SHORT PROBLEM: Switch "curtain" to "veil" in the review of the Don Dohler documentary below, and write out the part that opens with the words containing "Kinhart, the director, managed" and closes with "was on MST3K....".

Thursday, October 04, 2007

Blood, Boobs and Beast Review


I wrote this for Aint It Cool News, but it never went up. Here it is though.

I'm fortunate enough to have a growing network of spies passing me material for early consumption and this week I had the good fortune to grab a peek at one of the films that is going to be a big draw at Fantastic Fest and (from what it seems) a number of other festivals as well.

Blood, Boobs and Beast tells the tale of Don Dohler. Who's Don Dohler you ask? (Well, maybe those of you who read AICN probably aren't asking, but let's pretend anyway.) Dohler was a B movie director who started his career making B-horror films off the heels of Star Wars. His first film, Alien Factor, got picked up by TV stations thirsty for anything horror or sci-fi to play after Star Wars' release and the rest was history. The film draws its title from the three things you need to have a distributable horror film.

Kinhart, the director, managed to follow Dohler for a solid year or two, while he shot his latest film and through the travails of his life from about 2005 and 2006. This was a serious look at someone who, on the surface, would seem about as influential as Ed Wood on today's film industry, but the filmmakers were able to pull the curtain back to see how influential he really was. From publishing a teenage Art Spiegelman, to giving JJ Abrams his first job in film ( no, really) creating a character Robert Crumb illustrated and teaching an entire generation of makeup artists how to ply their craft (including Tom Savini), Dohler stood behind the curtain on so many different and interesting things and before I saw this film I'd barely even heard of him and the only movie of his I'd seen was on MST3K....

Blood, Boobs and Beast is the inspirational tale of someone who just wants to spend his life making movies in his spare time and manages to do so for the better part of his life. It really speaks to the outsider artist in all of us and makes me want to pick up a camera on the weekends to screw around with friends.

LISTED RECORDS:
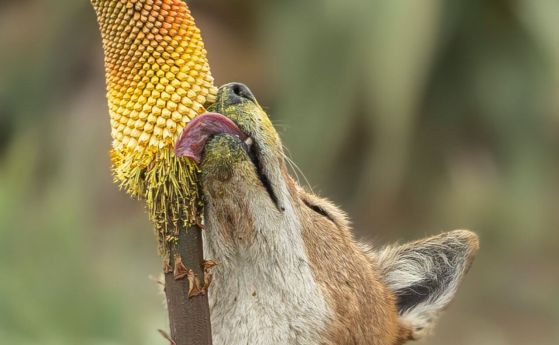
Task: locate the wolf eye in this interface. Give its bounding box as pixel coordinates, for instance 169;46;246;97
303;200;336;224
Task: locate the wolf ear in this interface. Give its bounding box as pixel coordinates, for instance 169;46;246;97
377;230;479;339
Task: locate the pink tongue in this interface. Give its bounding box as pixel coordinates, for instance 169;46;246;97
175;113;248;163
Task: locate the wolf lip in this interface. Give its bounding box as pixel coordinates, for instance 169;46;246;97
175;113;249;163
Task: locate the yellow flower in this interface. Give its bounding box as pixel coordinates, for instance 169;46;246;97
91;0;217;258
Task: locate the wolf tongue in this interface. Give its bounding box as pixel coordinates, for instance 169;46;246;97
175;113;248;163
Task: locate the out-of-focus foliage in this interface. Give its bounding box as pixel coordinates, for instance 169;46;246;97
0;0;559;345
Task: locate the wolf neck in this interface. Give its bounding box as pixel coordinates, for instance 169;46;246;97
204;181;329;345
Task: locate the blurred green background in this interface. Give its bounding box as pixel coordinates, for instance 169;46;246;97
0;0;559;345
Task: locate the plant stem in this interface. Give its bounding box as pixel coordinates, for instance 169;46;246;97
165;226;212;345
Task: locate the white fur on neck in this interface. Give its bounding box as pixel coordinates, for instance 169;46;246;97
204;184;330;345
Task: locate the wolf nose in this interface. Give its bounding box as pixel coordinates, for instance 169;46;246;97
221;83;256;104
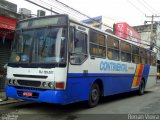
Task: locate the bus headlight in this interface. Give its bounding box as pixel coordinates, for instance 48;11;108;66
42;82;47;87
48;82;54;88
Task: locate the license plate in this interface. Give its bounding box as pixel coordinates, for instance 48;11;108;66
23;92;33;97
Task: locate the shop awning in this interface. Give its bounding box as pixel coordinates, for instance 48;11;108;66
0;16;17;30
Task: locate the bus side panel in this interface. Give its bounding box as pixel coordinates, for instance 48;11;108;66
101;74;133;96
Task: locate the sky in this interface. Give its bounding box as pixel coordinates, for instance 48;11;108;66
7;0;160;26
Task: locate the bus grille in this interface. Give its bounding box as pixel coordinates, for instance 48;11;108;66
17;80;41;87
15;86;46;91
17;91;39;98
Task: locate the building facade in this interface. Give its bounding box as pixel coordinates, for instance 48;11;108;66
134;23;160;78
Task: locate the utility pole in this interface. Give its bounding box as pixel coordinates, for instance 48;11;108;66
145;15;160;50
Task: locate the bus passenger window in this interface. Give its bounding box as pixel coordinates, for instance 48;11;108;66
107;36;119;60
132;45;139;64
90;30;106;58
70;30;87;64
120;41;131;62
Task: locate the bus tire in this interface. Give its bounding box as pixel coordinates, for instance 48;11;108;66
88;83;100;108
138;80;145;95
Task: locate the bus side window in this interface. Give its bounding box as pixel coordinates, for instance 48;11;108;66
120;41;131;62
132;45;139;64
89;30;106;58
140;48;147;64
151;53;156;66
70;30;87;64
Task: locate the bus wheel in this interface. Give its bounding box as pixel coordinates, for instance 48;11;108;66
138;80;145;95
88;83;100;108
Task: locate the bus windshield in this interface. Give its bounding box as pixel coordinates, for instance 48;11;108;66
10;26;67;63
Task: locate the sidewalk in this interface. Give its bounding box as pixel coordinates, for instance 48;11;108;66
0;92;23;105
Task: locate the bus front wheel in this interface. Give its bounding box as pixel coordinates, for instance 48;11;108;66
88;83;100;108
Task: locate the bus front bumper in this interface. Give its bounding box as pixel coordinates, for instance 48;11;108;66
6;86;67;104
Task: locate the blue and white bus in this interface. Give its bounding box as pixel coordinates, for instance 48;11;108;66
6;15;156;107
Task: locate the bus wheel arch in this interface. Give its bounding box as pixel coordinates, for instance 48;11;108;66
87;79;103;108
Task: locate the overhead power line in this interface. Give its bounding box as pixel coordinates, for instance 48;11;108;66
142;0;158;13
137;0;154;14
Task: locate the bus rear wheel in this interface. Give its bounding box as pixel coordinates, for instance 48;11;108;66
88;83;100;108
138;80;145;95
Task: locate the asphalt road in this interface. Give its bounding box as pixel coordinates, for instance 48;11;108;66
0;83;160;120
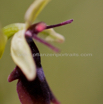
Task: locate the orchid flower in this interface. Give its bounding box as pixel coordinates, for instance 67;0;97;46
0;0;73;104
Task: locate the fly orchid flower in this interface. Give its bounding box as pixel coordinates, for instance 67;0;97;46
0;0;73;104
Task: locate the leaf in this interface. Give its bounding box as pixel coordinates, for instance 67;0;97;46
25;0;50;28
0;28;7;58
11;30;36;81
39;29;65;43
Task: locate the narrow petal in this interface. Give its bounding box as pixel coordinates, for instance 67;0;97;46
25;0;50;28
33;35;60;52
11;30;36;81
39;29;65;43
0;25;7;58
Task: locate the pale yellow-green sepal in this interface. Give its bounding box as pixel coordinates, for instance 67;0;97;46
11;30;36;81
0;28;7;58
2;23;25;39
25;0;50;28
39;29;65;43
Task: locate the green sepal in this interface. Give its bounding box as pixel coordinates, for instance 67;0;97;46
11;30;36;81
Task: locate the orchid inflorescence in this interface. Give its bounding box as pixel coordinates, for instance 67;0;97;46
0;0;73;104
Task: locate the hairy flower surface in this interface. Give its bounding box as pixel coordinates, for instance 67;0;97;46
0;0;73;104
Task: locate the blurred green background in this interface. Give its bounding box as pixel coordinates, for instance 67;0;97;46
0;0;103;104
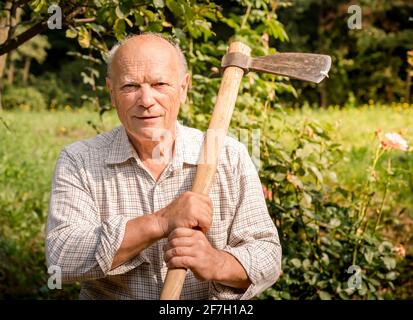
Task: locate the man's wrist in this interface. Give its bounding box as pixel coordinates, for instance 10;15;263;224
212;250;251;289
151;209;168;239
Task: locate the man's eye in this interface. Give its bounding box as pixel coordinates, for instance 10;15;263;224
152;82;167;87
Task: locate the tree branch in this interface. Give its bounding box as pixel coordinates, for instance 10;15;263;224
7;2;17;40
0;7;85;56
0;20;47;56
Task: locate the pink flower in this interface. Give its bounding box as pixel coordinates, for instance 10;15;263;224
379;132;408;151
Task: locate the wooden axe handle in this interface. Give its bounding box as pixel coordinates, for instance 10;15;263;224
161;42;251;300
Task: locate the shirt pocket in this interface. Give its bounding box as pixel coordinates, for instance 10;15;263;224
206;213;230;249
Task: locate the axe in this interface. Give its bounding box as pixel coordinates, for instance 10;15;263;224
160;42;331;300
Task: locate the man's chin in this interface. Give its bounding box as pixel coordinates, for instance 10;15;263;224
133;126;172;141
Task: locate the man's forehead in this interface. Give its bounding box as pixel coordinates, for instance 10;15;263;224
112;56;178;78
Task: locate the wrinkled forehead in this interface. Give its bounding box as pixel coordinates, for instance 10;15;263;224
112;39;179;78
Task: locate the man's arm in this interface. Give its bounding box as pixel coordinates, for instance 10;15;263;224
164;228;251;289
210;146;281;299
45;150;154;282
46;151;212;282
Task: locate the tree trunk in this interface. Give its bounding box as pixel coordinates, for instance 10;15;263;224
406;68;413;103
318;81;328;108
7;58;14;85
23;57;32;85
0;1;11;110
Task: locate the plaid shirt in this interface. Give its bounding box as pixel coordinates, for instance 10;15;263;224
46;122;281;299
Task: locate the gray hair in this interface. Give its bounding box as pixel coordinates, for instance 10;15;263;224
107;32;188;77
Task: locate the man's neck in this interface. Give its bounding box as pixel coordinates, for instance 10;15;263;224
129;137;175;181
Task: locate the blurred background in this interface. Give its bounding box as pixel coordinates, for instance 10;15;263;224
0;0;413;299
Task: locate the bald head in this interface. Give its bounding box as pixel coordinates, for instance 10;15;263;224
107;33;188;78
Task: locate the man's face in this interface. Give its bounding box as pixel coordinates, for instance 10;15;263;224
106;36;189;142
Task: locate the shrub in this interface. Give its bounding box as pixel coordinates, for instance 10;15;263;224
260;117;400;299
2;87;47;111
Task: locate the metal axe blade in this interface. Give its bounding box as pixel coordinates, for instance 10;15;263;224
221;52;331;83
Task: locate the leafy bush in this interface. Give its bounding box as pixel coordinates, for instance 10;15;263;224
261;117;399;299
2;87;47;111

SOLUTION TO THE PROBLEM:
Kinhart, the director, managed to follow Dohler for a solid year or two, while he shot his latest film and through the travails of his life from about 2005 and 2006. This was a serious look at someone who, on the surface, would seem about as influential as Ed Wood on today's film industry, but the filmmakers were able to pull the veil back to see how influential he really was. From publishing a teenage Art Spiegelman, to giving JJ Abrams his first job in film ( no, really) creating a character Robert Crumb illustrated and teaching an entire generation of makeup artists how to ply their craft (including Tom Savini), Dohler stood behind the veil on so many different and interesting things and before I saw this film I'd barely even heard of him and the only movie of his I'd seen was on MST3K....